▶ _Available records_:
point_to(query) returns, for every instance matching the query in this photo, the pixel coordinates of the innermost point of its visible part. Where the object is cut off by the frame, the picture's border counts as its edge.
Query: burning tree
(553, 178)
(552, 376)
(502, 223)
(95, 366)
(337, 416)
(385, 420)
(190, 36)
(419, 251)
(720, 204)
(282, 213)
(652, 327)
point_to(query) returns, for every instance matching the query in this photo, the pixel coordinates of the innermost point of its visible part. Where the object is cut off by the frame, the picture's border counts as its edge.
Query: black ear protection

▶ _Required work_: When you write out the listing, keep every line exactly as it is above.

▶ _Result_:
point_to(query) returns, for every instance matching the query in this photo, the pixel coordinates of the innermost point of its visible part. Where the object is cut off by the frame, the picture's border counts as its edge.
Query: burning tree
(553, 178)
(552, 376)
(502, 223)
(95, 366)
(337, 416)
(385, 420)
(190, 36)
(419, 251)
(720, 204)
(282, 213)
(652, 327)
point_to(query) returns, for every instance matching the query in this photo, the pixel coordinates of the innermost point of its visible part. Where the object is cut off by the frame, the picture's border counts as its edge.
Query: black ear protection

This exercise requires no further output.